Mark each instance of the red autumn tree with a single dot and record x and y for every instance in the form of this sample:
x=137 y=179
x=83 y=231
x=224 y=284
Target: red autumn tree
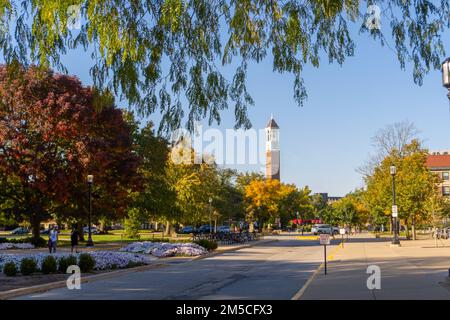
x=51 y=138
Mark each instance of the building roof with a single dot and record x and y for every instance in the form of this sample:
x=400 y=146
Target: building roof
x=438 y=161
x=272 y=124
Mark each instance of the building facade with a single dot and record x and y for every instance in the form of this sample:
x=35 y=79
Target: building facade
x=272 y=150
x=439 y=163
+--
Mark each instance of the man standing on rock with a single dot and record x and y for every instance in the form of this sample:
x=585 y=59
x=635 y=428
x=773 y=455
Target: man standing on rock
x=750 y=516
+--
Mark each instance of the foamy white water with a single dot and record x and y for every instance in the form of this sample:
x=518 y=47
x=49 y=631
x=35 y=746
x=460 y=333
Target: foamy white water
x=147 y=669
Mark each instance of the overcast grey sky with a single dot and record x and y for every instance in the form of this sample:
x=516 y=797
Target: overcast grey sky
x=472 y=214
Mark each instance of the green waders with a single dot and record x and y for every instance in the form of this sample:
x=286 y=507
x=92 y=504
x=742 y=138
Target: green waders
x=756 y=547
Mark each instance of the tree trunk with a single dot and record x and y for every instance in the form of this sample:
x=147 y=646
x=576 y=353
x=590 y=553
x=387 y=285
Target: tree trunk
+--
» **What is expected**: Reproduce the listing starting at the line that contains "Mark each instance of the overcast" and ending at the line that contains "x=756 y=547", both included. Offset every answer coordinate by -11 (both x and y), and leave the sample coordinates unchanged.

» **Output for this exercise**:
Mark each instance of the overcast grey sky with a single dot and record x and y for every instance in the form of this sample:
x=516 y=797
Target: overcast grey sky
x=461 y=203
Mark each instance of the green waders with a single dot and record x and y for every instance in the form of this sample:
x=286 y=507
x=92 y=504
x=742 y=138
Target: green waders
x=745 y=536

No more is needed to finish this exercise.